TASK INSTRUCTIONS
Please retype the entries below exactly as they are written.

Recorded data
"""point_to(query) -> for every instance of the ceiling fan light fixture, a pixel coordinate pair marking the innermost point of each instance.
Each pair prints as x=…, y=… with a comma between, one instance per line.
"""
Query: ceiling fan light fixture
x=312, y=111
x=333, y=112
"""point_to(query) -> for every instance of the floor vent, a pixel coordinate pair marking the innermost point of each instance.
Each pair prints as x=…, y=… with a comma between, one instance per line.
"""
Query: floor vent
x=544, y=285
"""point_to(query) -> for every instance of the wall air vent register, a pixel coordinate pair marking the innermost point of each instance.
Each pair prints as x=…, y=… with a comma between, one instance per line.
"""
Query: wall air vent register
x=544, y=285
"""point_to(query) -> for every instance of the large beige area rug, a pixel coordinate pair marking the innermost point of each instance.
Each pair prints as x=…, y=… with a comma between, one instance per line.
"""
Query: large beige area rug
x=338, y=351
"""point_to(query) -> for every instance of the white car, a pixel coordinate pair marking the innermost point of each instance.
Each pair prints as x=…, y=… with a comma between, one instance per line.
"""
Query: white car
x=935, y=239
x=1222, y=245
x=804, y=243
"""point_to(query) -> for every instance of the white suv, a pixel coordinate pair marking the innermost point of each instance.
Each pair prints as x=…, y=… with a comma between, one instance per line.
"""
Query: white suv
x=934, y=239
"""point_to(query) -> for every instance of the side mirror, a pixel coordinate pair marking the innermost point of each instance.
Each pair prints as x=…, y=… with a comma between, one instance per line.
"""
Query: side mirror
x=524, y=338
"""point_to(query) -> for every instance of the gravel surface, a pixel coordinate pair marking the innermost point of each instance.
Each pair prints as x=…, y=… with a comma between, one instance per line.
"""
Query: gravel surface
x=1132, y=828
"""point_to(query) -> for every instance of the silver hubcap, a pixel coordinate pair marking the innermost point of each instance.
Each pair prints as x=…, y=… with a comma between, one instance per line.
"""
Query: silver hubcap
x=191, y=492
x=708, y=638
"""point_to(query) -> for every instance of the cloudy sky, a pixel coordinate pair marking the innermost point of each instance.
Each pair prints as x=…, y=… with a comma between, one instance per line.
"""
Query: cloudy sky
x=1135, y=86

YOUR RESPONSE
"""point_to(query) -> for every instance of the ceiling fan light fixture, a pixel coordinate pair marking the innermost point of each instance.
Each pair prints as x=…, y=… with a comma between, one instance per line.
"""
Query: ceiling fan light fixture
x=312, y=111
x=333, y=112
"""point_to(query) -> for every instance of the floor vent, a pixel coordinate pair marking the innermost point of each instance.
Each pair prints as x=…, y=… with a comma between, one instance per line.
"""
Query: floor vent
x=544, y=285
"""point_to(query) -> for every instance of the wall air vent register, a pixel coordinate pair marking the innermost point of each instance.
Each pair prints as x=…, y=… with a comma between, one instance per line.
"""
Query: wall air vent register
x=544, y=285
"""point_to(query) -> for every instance of the large beige area rug, a pixel coordinate pair marking the innermost point of each instance.
Each pair prints as x=…, y=… with a comma between, one instance per line.
"""
Query: large beige area rug
x=338, y=351
"""point_to(query) -> for every instance of the white car, a pixel coordinate pair marking the innermost point of each instance.
Each pair prints as x=…, y=… with a comma between, one instance per line.
"""
Query: white car
x=935, y=239
x=1222, y=245
x=804, y=243
"""point_to(query) -> for every instance of the white suv, a pixel coordinate pair marking the innermost point of each instance.
Each pair prints as x=…, y=… with a comma between, one instance per line.
"""
Query: white suv
x=934, y=239
"""point_to(query) -> for every instance of the side mirror, a pixel coordinate pair marking the innermost point of each instance.
Each pair prints as x=…, y=… with a comma between, one instance per line.
"""
Query: side mirror
x=524, y=338
"""point_to(query) -> for every instance of the gravel surface, a pixel coordinate pair marking the innermost point of each instance.
Each pair prints as x=…, y=… with a comma between, one instance per line.
"""
Query: gravel surface
x=1132, y=828
"""point_to(query) -> for every instance of the silver hubcap, a pixel coordinate pair marking the innermost point of each instance.
Each pair prints as x=…, y=… with a comma between, one instance per line.
"""
Query: silver hubcap
x=191, y=492
x=708, y=638
"""point_to(query) -> for every instance of the cloudy sky, a pixel coordinate pair marking the innermost point of each instance.
Each pair prints as x=…, y=… with a comma between, one instance per line.
"""
Query: cloudy sky
x=1135, y=86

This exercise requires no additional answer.